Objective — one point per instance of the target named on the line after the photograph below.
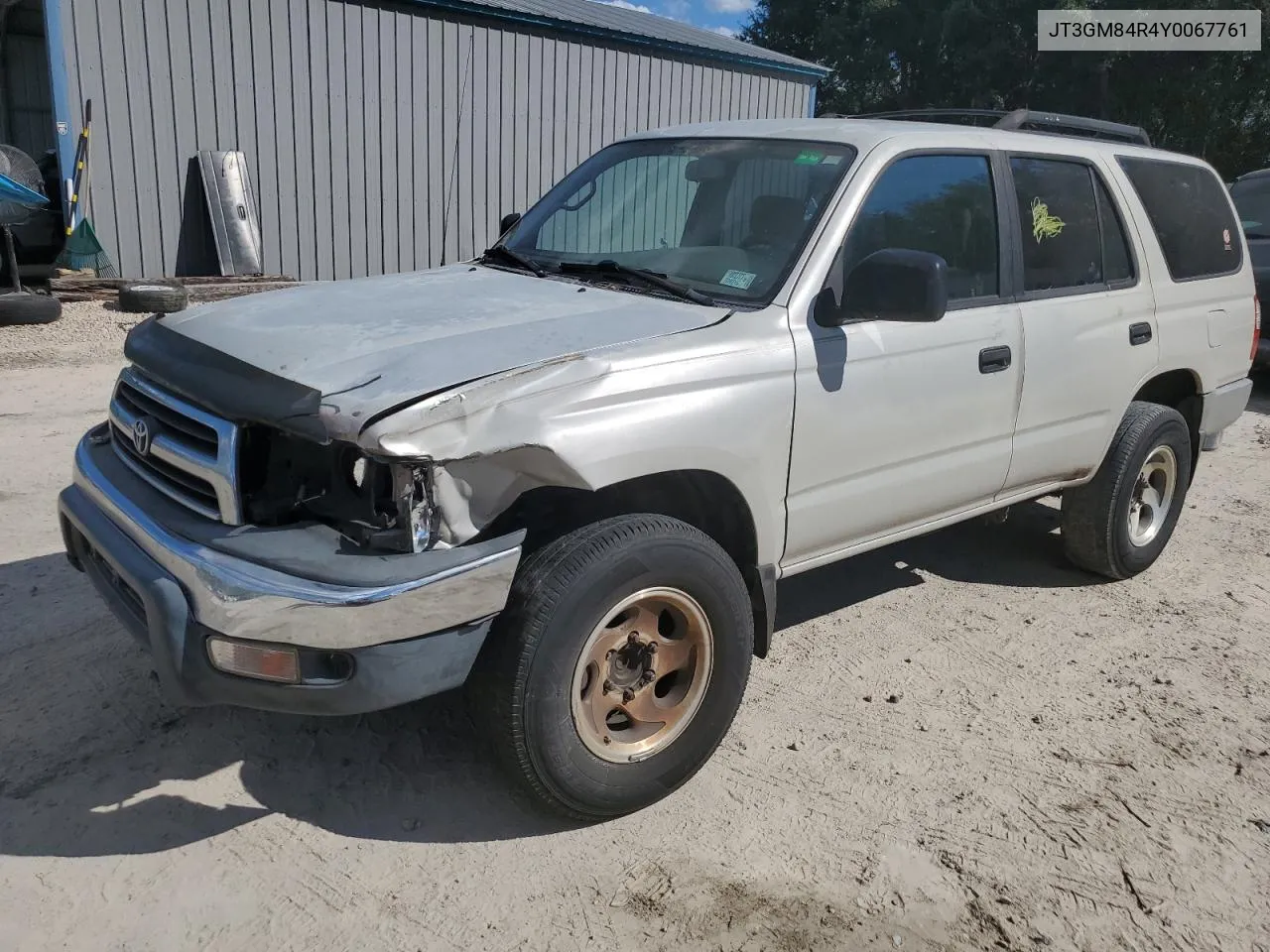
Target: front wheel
(617, 665)
(1119, 522)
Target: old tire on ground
(153, 298)
(1119, 524)
(22, 307)
(581, 617)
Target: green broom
(82, 252)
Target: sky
(720, 16)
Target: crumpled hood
(379, 343)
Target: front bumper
(365, 647)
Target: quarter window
(1191, 213)
(1116, 262)
(938, 203)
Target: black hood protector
(223, 385)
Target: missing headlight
(405, 518)
(416, 511)
(381, 506)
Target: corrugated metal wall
(380, 139)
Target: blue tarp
(12, 191)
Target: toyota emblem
(143, 435)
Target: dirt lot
(959, 743)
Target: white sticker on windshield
(738, 280)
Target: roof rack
(1024, 119)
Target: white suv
(571, 472)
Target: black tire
(521, 685)
(1096, 516)
(153, 298)
(28, 308)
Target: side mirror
(893, 285)
(508, 222)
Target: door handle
(994, 359)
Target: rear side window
(1191, 214)
(1061, 223)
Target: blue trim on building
(585, 30)
(59, 76)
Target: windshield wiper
(516, 258)
(643, 275)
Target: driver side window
(939, 203)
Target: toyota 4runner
(571, 472)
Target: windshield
(1252, 200)
(725, 217)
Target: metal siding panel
(535, 135)
(336, 112)
(436, 143)
(521, 85)
(222, 85)
(264, 162)
(322, 266)
(547, 171)
(420, 104)
(461, 214)
(389, 91)
(610, 127)
(494, 143)
(507, 100)
(561, 113)
(240, 84)
(449, 121)
(403, 169)
(112, 135)
(570, 109)
(585, 104)
(281, 30)
(356, 119)
(372, 140)
(164, 131)
(621, 95)
(483, 220)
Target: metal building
(381, 135)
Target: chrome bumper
(245, 599)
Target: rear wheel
(617, 665)
(1120, 522)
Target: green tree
(982, 54)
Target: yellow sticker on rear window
(1044, 225)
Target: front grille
(181, 449)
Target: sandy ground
(959, 743)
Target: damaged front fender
(712, 402)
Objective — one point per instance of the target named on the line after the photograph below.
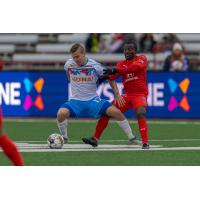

####

TASK INSTRUCTIONS:
Your answer must be the lines from the one containing "Target: green tree" through the last line of the records, both included, written out exactly and without pictures.

WRITTEN REPLY:
Target: green tree
(982, 54)
Target: yellow sticker on rear window
(1044, 225)
Target: front grille
(181, 449)
Target: sandy ground
(959, 743)
Target: damaged front fender
(712, 402)
Objective — one point per instance of the target named on the line after the photograph below.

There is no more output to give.